Count how many lines in the material below contain the string "green", with case counting, and reply with that number alone.
■ ■ ■ ■
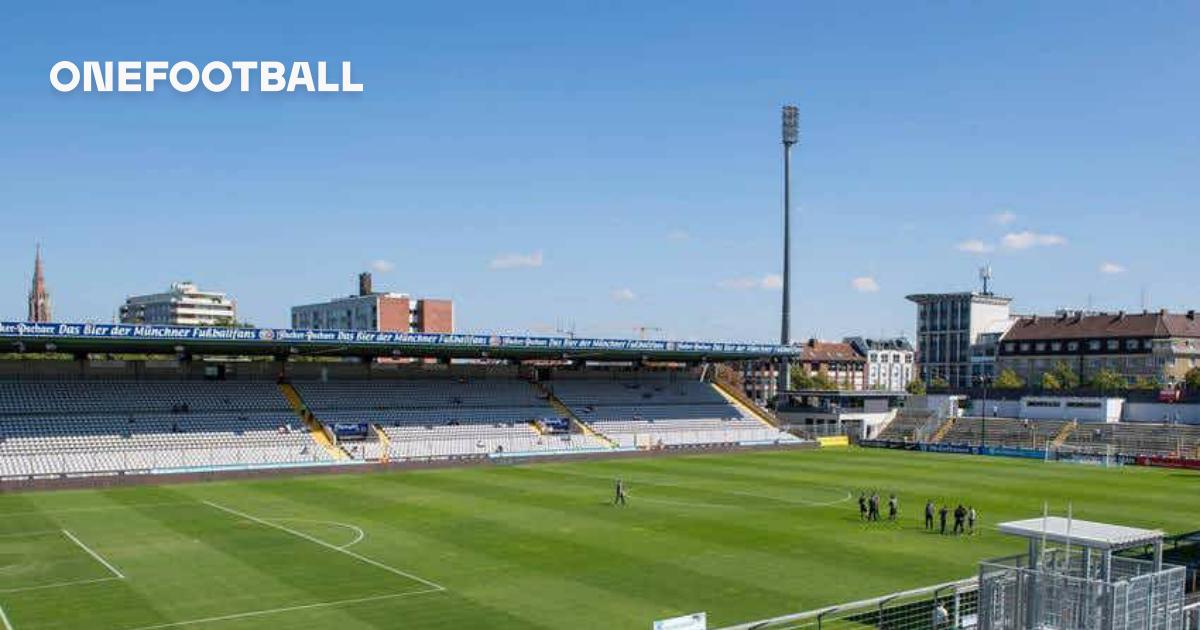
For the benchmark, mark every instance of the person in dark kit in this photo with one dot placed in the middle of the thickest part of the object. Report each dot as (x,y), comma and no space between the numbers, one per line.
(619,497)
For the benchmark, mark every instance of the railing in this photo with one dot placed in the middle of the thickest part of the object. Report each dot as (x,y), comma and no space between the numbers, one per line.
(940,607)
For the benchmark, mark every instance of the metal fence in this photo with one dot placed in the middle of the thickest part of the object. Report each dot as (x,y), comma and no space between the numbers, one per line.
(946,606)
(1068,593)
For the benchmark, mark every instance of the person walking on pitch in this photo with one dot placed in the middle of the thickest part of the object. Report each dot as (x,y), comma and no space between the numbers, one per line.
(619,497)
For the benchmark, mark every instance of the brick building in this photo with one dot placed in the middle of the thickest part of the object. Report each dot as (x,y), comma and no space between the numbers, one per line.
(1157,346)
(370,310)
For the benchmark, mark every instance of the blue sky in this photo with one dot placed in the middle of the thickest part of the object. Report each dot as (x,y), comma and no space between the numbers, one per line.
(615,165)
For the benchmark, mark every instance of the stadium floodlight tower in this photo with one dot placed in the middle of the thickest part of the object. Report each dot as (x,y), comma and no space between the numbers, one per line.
■ ■ ■ ■
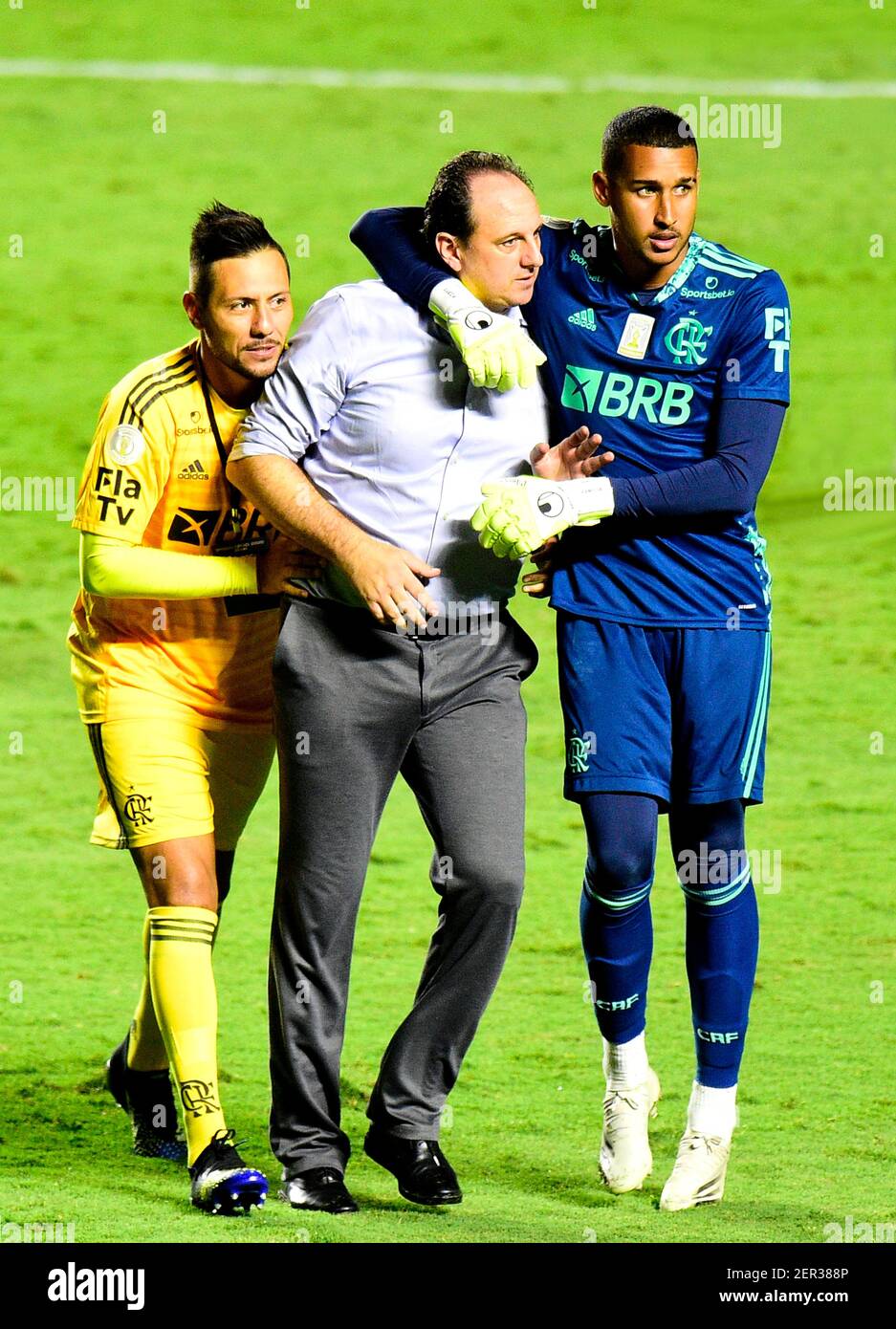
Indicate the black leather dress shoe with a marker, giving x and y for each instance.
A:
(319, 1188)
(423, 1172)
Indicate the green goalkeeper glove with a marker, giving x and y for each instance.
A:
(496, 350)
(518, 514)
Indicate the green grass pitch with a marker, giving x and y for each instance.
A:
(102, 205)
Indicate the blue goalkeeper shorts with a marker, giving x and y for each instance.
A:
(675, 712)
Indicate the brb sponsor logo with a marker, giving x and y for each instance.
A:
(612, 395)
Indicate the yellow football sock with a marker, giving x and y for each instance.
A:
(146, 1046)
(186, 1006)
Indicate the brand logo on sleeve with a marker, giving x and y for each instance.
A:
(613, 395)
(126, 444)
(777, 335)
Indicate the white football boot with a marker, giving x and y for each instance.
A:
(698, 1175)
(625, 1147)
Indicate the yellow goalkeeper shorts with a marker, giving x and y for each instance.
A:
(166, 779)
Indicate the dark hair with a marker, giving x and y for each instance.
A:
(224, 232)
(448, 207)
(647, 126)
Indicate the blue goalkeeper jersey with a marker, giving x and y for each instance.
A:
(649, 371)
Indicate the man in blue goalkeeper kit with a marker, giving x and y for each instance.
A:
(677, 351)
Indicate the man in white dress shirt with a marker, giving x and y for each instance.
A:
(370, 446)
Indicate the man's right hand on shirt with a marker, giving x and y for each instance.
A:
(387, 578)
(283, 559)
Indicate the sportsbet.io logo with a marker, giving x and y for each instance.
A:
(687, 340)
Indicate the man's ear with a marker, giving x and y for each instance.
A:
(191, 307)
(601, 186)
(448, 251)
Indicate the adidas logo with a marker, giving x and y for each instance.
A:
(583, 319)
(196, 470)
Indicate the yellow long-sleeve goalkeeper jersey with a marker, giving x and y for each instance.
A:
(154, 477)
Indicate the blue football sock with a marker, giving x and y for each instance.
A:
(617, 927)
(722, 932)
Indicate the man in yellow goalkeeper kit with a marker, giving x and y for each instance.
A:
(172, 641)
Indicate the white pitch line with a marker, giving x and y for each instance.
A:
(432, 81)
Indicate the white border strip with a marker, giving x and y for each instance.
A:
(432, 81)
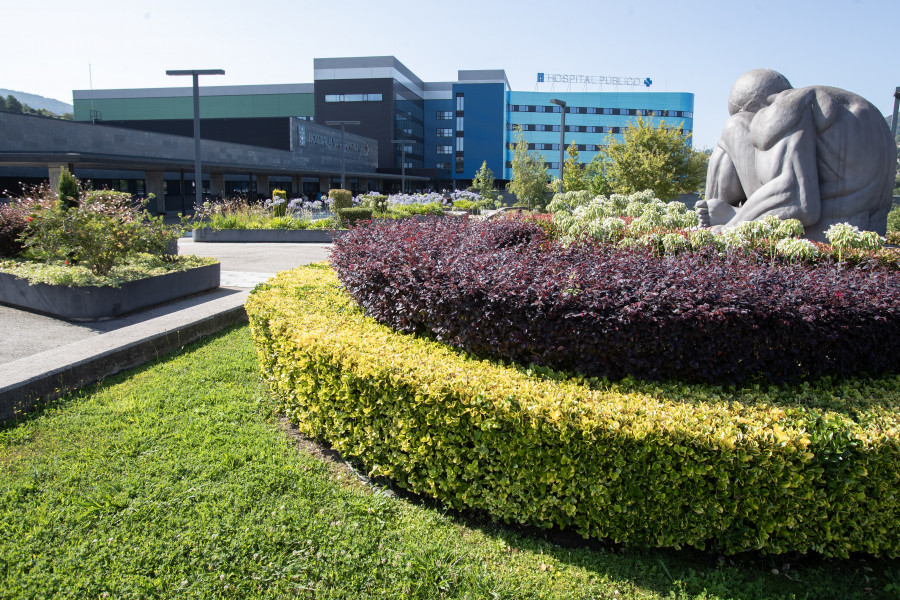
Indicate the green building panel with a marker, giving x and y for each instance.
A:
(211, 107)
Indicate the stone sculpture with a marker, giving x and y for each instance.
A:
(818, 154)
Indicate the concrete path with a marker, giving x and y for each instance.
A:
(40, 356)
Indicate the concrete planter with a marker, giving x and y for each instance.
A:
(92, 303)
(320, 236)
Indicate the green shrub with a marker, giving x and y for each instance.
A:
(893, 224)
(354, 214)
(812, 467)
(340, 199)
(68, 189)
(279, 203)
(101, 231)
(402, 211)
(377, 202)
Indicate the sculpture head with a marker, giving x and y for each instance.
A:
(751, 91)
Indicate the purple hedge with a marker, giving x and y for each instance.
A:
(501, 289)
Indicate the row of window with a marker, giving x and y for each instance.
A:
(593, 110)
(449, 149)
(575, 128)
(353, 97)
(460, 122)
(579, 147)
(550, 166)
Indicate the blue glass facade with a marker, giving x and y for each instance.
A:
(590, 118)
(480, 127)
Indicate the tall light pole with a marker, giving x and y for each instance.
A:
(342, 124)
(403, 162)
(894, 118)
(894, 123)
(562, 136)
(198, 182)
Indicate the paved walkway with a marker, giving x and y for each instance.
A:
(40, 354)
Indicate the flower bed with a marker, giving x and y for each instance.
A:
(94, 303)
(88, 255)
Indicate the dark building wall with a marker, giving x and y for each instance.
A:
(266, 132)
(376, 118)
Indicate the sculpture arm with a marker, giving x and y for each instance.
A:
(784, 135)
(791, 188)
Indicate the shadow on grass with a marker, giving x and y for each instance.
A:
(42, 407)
■ ■ ■ ■
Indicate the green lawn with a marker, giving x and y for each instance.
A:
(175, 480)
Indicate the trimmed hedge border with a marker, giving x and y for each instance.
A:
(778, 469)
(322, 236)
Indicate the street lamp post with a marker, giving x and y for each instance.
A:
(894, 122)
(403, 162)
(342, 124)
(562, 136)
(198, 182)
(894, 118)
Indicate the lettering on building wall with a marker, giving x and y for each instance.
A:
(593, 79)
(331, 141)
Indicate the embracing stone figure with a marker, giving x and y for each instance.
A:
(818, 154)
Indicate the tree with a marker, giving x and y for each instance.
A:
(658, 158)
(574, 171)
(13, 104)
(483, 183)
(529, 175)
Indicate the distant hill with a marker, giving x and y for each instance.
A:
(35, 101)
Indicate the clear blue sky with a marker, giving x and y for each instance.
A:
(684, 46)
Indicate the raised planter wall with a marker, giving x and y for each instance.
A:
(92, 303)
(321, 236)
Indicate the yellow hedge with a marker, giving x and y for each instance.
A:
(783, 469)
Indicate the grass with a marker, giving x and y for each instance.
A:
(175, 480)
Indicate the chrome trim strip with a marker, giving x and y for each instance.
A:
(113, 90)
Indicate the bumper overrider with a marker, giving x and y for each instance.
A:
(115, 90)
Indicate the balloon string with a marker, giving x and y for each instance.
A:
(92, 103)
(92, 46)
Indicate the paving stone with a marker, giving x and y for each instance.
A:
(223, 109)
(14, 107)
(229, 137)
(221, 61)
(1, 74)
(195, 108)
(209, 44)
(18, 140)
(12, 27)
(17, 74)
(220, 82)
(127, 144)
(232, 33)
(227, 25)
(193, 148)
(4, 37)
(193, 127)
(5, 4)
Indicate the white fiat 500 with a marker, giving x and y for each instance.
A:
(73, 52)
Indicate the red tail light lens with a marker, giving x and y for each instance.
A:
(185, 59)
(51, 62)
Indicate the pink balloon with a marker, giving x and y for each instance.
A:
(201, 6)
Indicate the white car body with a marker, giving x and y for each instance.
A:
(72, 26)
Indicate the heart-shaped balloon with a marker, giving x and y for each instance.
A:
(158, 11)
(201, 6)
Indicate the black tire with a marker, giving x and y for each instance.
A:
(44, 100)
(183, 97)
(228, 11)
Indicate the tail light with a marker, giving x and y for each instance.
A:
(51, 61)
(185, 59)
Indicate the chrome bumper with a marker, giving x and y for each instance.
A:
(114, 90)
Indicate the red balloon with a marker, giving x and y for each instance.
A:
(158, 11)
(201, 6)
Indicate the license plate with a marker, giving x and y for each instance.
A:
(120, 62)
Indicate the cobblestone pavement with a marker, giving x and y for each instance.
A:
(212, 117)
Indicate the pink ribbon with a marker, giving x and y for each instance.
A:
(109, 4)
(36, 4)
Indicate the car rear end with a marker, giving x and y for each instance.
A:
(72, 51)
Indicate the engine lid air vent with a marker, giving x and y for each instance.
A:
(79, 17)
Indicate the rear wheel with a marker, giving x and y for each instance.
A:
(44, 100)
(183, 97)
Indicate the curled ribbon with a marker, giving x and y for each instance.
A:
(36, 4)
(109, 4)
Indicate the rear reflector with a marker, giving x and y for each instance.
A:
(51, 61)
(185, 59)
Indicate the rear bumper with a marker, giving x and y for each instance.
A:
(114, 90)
■ ■ ■ ■
> _Finished exercise_
5